[Required work] For the word "pavement", copy every line of the material that includes it.
= = =
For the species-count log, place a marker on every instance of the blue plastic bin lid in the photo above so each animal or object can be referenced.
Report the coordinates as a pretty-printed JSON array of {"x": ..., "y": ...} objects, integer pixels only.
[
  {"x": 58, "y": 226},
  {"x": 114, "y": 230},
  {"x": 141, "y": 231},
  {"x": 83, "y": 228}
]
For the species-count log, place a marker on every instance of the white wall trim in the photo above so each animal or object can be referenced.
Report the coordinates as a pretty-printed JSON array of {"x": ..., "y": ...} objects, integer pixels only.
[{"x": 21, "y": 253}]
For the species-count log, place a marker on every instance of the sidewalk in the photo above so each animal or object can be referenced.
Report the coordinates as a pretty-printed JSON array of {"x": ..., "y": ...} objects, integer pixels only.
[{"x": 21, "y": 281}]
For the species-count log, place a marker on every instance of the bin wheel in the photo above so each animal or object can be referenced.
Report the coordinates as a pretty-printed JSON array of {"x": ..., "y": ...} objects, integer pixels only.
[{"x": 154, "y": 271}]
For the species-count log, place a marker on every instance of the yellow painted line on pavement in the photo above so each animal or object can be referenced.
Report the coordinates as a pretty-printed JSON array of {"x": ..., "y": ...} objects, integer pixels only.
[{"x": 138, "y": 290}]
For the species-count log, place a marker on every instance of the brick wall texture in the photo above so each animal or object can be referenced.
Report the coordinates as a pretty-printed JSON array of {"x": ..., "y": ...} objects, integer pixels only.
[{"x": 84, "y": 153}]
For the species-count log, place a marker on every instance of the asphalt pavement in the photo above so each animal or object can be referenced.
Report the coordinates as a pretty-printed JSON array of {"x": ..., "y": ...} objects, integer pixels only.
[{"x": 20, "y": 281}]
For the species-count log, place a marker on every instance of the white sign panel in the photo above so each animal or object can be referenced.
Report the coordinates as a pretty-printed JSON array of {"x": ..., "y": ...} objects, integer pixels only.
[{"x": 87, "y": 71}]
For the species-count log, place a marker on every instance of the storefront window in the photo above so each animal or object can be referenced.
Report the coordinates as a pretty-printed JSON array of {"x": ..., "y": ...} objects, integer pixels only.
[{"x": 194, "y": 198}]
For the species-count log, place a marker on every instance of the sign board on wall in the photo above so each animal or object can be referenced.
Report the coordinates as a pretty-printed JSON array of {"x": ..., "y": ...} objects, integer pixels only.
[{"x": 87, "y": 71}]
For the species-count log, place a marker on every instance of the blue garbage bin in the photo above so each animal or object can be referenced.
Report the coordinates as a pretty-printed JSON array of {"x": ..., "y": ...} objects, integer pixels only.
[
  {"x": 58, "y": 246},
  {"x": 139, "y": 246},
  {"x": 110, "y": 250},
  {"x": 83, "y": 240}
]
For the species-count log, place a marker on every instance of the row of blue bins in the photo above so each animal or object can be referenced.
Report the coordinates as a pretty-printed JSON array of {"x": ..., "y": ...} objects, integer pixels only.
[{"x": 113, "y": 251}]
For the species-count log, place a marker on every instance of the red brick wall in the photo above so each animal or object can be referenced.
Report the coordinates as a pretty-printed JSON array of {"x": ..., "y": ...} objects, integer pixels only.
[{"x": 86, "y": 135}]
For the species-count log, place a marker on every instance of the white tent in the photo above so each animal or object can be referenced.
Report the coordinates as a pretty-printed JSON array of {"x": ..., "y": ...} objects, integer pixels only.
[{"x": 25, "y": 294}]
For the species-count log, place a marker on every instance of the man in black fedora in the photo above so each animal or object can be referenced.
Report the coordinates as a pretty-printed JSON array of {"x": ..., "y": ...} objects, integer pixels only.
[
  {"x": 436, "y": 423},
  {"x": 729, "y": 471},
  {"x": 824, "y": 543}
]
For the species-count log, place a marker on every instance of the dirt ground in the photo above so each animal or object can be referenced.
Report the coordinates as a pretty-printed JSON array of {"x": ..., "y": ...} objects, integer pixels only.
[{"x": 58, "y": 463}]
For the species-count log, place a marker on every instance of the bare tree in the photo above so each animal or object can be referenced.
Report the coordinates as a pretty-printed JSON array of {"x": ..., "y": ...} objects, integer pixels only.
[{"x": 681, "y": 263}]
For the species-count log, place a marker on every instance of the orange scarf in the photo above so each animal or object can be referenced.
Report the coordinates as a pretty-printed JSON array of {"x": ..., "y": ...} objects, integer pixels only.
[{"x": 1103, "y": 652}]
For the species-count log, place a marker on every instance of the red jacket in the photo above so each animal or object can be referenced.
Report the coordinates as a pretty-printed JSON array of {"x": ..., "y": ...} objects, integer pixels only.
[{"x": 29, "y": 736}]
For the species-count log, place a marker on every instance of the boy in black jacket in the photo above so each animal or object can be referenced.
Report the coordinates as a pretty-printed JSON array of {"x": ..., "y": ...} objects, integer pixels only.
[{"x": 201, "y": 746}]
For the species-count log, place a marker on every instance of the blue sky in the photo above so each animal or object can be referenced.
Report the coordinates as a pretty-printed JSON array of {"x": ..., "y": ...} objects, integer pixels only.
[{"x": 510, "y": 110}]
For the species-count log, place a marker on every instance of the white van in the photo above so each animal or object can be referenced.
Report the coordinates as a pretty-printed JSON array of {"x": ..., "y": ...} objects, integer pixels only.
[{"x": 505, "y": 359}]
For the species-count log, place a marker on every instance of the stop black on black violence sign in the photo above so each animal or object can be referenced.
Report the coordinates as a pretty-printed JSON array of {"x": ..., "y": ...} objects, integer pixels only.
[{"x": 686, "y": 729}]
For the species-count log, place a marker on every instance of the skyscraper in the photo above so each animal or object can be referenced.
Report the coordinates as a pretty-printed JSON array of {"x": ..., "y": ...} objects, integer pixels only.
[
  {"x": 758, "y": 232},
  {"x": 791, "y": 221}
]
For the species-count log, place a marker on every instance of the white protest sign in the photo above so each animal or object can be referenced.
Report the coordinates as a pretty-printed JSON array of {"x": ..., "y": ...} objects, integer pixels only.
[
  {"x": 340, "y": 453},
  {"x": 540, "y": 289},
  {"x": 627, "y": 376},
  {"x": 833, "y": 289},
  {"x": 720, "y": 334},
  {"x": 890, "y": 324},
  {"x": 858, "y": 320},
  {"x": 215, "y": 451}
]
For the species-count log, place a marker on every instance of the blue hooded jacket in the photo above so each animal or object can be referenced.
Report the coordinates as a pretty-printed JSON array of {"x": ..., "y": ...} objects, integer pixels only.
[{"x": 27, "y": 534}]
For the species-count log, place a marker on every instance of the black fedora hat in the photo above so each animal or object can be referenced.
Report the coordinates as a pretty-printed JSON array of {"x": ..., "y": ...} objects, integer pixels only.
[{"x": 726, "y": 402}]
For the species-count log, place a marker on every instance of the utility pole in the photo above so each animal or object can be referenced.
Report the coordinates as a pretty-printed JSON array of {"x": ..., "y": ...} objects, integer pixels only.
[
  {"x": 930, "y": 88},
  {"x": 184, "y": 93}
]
= = =
[Solution for this task]
For the species-count log, place a marker on every instance of the yellow painted line on pavement in the photo above so each animal or object can be referenced.
For the species-count log, place a marker on every instance of the asphalt pavement in the photo above so each animal or object can be referenced.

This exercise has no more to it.